Segment Start: Excerpt provided

JOHNSON: Unfortunately, President Obama's response to an adverse decision ... would be really simple. Just a one-sentence bill allowing people's subsidies to flow to federal exchanges and/or offer the governors, 'Hey, we know you got those federal exchanges. Just sign the bottom line. We'll make those established by the state.' And of course, he'll have the ads all racked up with the individuals that have benefited from Obamacare on the backs of the American taxpayer. He'll have all those examples as well so... HOST: And the sad sack stories about who's dying from what and why they can't get their coverage. JOHNSON: Right.
It's not exactly a secret that congressional Republicans hope the King v. Burwell case goes their way at the Supreme Court this year, gutting the Affordable Care Act in much of the country and stripping millions of families of their health insurance. But there are a few GOP lawmakers who seem to appreciate the fact that a potential victory carries some risks for the party.
This includes Sen. Ron Johnson (R-Wis.), who wrote an op-ed for the Wall Street Journal last week warning that Republicans must begin preparing for the fallout associated with a high-court win.
A day later, the GOP senator, who's up for re-election next year, did a radio interview with talk-show host Jay Weber about Johnson's concerns.
Well, no, actually it's wrong.

Segment End: Excerpt provided
Segment Start: Given entries

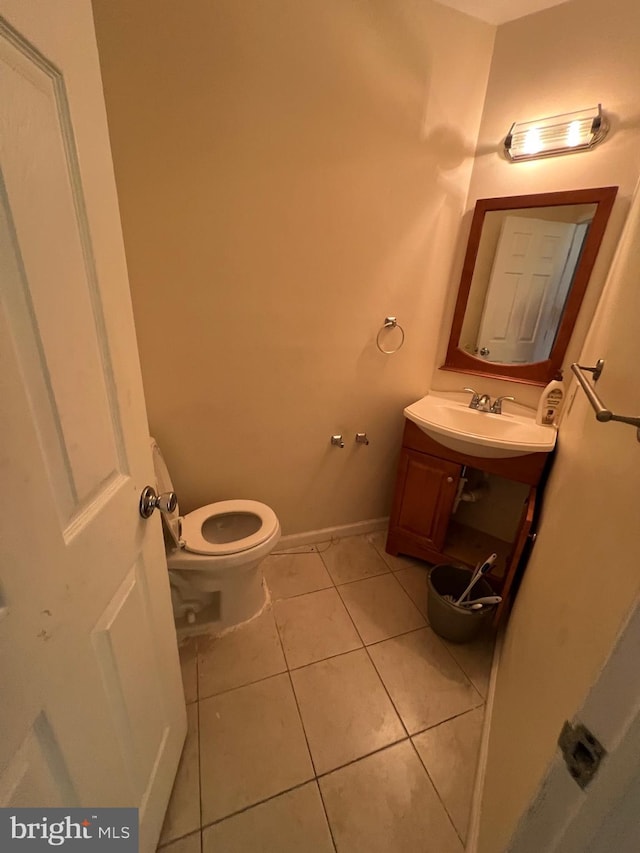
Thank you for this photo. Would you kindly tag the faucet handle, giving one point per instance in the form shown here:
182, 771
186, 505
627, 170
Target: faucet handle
475, 398
496, 408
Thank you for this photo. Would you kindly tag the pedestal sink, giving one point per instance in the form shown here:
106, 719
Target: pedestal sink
446, 418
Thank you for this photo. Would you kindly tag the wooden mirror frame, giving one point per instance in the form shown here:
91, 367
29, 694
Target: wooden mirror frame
541, 372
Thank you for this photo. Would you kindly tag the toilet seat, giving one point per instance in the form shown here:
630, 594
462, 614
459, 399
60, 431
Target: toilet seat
193, 535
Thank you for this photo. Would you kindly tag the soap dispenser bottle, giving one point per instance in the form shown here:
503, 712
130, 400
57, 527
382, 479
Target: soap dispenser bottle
551, 402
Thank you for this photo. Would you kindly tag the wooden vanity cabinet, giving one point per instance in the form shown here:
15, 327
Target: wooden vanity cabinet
421, 523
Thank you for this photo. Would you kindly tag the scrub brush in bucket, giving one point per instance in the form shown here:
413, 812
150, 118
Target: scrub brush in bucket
480, 570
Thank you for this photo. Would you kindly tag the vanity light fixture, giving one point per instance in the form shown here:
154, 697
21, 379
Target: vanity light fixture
563, 134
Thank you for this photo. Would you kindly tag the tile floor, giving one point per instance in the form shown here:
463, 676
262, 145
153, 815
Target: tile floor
336, 721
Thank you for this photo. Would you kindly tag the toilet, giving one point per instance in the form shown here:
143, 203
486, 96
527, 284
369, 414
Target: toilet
213, 556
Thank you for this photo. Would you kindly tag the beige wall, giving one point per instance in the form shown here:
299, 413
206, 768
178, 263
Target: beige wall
569, 57
289, 173
583, 575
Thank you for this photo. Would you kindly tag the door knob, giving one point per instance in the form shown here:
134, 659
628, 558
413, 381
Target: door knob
149, 500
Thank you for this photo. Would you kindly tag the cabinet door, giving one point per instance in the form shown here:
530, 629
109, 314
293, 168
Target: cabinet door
426, 491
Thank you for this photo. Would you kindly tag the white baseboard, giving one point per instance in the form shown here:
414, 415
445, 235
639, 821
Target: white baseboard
311, 537
476, 802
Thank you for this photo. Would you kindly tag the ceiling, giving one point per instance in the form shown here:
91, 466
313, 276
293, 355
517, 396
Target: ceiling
500, 11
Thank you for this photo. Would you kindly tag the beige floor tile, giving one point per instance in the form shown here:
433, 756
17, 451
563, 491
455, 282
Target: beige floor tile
188, 665
450, 754
291, 823
190, 844
385, 803
380, 608
425, 683
183, 811
314, 626
353, 558
249, 653
345, 710
252, 747
396, 564
295, 574
475, 659
414, 582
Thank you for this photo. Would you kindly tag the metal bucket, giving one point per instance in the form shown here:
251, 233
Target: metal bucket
458, 624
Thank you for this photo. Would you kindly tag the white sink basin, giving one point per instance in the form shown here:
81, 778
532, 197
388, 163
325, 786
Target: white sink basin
447, 419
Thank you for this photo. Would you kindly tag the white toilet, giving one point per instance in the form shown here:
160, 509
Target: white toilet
214, 555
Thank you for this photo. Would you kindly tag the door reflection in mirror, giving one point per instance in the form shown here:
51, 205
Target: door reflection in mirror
515, 306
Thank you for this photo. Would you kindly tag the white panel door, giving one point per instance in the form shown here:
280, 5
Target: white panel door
527, 271
92, 712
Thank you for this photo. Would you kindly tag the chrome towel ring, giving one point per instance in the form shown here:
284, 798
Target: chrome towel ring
390, 323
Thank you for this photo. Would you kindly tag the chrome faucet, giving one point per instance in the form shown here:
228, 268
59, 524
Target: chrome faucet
482, 402
496, 408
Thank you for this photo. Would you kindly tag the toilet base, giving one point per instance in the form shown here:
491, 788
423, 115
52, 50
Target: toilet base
203, 602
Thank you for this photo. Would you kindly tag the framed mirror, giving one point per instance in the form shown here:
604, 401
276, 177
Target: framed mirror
526, 269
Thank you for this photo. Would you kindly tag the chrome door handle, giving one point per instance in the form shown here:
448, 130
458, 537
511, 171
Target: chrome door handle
149, 500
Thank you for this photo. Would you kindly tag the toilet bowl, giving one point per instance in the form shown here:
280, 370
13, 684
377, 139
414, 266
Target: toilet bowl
213, 556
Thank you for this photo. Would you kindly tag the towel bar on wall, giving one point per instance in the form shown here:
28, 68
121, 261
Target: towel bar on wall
602, 413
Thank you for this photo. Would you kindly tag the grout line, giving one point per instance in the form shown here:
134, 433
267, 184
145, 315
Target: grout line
275, 601
295, 699
313, 764
199, 742
181, 838
366, 577
447, 720
435, 788
362, 757
326, 815
247, 684
384, 686
309, 781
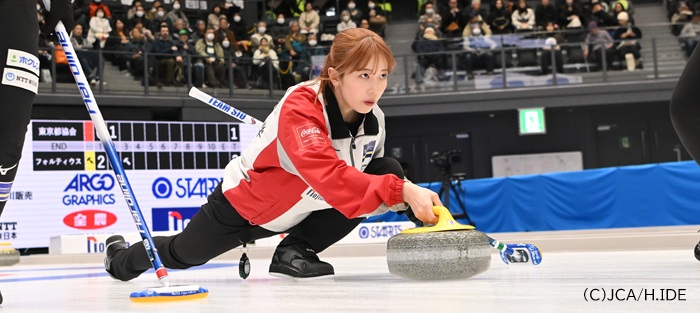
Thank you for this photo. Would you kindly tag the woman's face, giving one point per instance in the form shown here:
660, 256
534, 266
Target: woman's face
359, 91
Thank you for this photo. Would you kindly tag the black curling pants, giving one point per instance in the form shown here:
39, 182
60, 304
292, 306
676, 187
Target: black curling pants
218, 228
15, 102
685, 106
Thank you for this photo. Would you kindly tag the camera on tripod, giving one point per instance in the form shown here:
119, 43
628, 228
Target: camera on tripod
443, 160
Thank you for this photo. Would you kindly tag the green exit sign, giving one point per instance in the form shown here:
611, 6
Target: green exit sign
532, 121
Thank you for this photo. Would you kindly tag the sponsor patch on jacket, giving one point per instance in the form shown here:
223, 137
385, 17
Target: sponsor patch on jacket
21, 59
310, 134
21, 79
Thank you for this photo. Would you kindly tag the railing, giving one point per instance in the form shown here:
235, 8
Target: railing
517, 63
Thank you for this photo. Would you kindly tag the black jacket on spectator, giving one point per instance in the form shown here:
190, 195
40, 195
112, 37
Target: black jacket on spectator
544, 15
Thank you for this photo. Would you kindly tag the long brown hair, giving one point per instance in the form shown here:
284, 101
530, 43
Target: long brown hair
352, 49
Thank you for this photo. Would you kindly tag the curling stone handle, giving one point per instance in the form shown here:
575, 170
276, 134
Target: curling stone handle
444, 216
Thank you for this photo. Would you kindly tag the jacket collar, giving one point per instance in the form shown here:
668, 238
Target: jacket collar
338, 128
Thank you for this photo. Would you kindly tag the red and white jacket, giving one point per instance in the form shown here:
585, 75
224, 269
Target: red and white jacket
305, 159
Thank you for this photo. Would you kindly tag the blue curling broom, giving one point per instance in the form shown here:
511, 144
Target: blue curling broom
165, 292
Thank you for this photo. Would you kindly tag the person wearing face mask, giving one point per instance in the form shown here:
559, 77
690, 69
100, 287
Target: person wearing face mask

Segment End: Given entries

Work instructions
1/ Reproduce the passage from the King v. Burwell text word for word, starting at "A day later, the" and ending at "actually it's wrong.".
2/ Translate this sentence from the King v. Burwell text into Spanish: "A day later, the GOP senator, who's up for re-election next year, did a radio interview with talk-show host Jay Weber about Johnson's concerns."
3/ Write the next part of the piece about Senator Ron Johnson and the King v. Burwell case, picking up right after its last sentence.

Answers below
1/
A day later, the GOP senator, who's up for re-election next year, did a radio interview with talk-show host Jay Weber about Johnson's concerns.
Well, no, actually it's wrong.

2/ Un día después, el senador republicano, que se presenta a la reelección el próximo año, concedió una entrevista radial al presentador de programas de entrevistas Jay Weber sobre las preocupaciones de Johnson.

3/
Just at face value, hearing the Wisconsin Republican complain about "individuals" who "have benefited from Obamacare on the backs of the American taxpayer" is almost amusing. In this case, he's referring to his fellow countrymen who want access to affordable medical care. Johnson is effectively whining about American taxpayers benefiting from the American health care system on the backs of American taxpayers.
It's an ontologically interesting sentence, but as a policy position, it's hard to take this seriously.
But taking a step further, Johnson didn't mind when conservatives had "ads all racked up" with alleged "Obamacare victims." Rather, he's concerned now because a new round of ads may cause trouble for his party: millions of families may lose their health security because of a ridiculous Republican lawsuit endorsed by Republican justices on the Supreme Court.
The host and the senator seemed dismissive of "sad sack stories" about Americans whose lives would be in danger because GOP officials took their coverage away, and Johnson is clearly mindful of the potential of a political backlash. But here's the detail to keep in mind: those "sad sack stories" would be real. Americans, in the real world, far from courtrooms and cloakrooms, would suffer if their ACA benefits are taken away.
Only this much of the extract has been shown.